◆ EXERCISE BRIEF: Turn the paragraph starting "i have a promark" in the winch forum thread into a short bulleted list that keeps its main facts.

◆ GIVEN PASSAGE:
Moose.. That's what I would drop my money on.. The front and rear bumpers both look nice..


----------



## seth5208 (Mar 20, 2010)

i have a promark and i've had great luck with it and they have awesome customer service.. they called me after a month of owning making sure everything was working the way i expected and if i had any problems to just call which is the only time i've ever bought anything and they have called me before i called them lol also they're very affordable a 2500lb with synthetic rope was like 190 shipped to my house i believe


----------



## southgasoldier (Apr 9, 2010)

lol, thats good stuff skid, I looked into the moose bumpers, they look really good, both front and rear....only one problem I cant seem to find one that is said to fit an 06 750i......they all say 08-09 750i, and 06-09 650i........anybody know if one of those will fit an 06 750? or have an idea to how much modding I would have to do to get it to fit?


----------



## Muleskinner (Apr 24, 2009)

Superwinch is my favorite. Never used a Viper or Gorilla but have found the Superwinch (standard or ATV style) to be a way better winch than Warn. Warns burn up under hard use and the brake sucks.


----------



## southgasoldier (Apr 9, 2010)

got me a viper with the amsteel blue rope from motoalliance, thanks for the input.


----------



## duramaxlover (Mar 17, 2010)

◆ STORED DATA:
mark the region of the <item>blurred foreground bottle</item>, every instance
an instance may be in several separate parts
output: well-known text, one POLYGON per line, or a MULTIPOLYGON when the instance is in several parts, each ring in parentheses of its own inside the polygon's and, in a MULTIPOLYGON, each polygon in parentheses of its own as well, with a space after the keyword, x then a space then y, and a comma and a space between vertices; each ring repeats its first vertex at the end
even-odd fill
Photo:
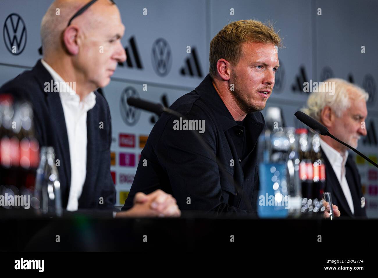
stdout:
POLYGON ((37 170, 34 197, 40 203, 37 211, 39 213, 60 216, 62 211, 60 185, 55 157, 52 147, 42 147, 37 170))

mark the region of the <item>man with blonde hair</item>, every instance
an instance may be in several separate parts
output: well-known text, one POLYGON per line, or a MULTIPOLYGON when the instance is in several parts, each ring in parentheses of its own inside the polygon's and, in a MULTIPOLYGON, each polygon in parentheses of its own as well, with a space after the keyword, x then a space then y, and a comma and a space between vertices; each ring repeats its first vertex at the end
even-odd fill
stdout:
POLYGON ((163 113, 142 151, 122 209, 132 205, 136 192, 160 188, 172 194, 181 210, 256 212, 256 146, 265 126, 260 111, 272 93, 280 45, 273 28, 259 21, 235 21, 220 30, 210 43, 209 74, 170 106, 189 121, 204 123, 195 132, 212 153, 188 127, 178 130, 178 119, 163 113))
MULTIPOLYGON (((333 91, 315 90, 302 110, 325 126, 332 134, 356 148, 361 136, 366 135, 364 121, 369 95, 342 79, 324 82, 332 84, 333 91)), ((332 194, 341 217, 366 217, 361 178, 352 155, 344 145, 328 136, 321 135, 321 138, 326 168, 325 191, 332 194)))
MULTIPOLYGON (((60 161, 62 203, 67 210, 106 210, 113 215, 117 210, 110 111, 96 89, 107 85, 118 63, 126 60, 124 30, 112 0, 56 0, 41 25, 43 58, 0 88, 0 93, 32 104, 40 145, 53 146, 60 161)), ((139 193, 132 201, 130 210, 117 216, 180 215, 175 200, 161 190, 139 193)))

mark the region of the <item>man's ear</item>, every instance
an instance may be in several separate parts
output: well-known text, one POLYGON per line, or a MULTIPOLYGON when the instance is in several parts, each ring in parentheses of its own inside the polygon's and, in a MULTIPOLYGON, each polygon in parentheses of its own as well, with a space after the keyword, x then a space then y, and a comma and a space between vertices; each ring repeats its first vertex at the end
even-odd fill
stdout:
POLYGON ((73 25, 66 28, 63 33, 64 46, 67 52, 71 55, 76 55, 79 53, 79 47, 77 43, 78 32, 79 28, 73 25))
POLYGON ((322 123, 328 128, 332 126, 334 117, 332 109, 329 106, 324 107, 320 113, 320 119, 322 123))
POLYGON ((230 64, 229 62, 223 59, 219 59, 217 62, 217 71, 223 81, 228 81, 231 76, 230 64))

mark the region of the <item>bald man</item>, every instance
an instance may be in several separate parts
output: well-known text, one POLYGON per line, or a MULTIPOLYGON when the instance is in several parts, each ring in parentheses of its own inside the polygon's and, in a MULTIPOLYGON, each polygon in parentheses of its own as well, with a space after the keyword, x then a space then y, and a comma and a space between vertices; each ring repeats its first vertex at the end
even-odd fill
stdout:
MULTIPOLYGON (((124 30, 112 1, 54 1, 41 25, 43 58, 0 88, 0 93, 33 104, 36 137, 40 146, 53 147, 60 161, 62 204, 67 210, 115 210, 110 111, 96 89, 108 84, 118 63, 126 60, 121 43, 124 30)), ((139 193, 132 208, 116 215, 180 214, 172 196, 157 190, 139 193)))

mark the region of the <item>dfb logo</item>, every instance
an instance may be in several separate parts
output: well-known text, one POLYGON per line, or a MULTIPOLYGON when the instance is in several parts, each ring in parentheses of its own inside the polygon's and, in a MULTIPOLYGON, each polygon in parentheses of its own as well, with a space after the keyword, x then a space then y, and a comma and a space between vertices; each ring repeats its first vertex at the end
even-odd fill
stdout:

==

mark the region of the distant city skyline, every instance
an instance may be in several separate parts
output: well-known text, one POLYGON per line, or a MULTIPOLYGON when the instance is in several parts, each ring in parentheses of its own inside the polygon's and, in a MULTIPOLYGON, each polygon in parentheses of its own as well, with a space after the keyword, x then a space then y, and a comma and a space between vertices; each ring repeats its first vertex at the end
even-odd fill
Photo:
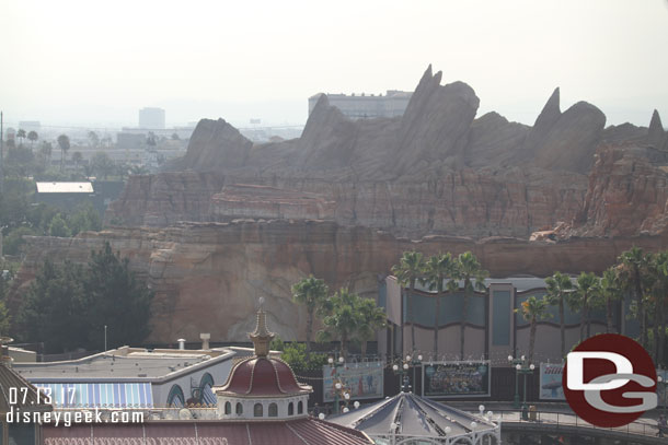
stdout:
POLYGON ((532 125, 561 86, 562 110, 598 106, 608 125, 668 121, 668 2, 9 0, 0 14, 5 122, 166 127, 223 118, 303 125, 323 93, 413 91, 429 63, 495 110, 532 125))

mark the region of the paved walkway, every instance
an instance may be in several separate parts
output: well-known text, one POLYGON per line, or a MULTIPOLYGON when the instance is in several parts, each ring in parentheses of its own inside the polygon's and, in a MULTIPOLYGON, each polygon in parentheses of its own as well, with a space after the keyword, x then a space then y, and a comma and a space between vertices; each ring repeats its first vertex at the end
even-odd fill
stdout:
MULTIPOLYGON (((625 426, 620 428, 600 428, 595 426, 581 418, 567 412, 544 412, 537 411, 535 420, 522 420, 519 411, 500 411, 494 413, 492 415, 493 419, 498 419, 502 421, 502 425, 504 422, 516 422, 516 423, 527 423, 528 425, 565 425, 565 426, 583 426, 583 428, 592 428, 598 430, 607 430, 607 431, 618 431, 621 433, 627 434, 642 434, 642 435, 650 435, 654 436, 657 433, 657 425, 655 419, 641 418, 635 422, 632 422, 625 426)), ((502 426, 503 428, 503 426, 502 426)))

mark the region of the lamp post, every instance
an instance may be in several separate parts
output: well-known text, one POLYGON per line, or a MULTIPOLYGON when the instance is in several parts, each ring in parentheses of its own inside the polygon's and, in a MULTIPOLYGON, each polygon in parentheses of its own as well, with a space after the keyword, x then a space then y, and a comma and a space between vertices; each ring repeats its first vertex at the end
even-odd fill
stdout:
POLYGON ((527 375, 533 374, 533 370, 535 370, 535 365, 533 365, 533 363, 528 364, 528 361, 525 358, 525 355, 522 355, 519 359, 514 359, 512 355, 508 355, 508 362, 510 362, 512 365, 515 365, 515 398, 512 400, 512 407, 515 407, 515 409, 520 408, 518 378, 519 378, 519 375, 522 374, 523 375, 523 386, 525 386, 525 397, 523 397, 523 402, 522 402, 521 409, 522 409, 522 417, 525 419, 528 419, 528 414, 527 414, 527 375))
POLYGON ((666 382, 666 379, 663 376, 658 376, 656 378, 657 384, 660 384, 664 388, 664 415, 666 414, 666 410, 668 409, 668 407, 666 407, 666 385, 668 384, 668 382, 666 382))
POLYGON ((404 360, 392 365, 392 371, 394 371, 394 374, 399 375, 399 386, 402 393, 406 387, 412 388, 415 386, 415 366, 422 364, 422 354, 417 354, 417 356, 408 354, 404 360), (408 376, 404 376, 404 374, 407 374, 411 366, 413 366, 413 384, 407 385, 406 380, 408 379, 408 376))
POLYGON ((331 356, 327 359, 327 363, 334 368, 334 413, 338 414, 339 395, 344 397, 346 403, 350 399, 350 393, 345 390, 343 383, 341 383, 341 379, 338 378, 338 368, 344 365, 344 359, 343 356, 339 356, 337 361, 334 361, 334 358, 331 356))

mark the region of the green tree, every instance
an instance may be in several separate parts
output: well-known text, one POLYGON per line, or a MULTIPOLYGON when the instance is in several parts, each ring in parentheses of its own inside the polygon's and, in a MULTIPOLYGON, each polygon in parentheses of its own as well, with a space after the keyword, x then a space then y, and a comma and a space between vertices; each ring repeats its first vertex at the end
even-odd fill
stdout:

◆ WRITTEN SOLUTION:
- The poster owns a Promark winch and has had great luck with it.
- The company's customer service is excellent. About a month after the purchase, it called to make sure everything worked as expected and said to call if there were any problems.
- This is the only seller that has ever called the poster before the poster called them.
- The winches are very affordable. A 2500 lb model with synthetic rope cost about $190 shipped to the poster's house, as the poster recalls.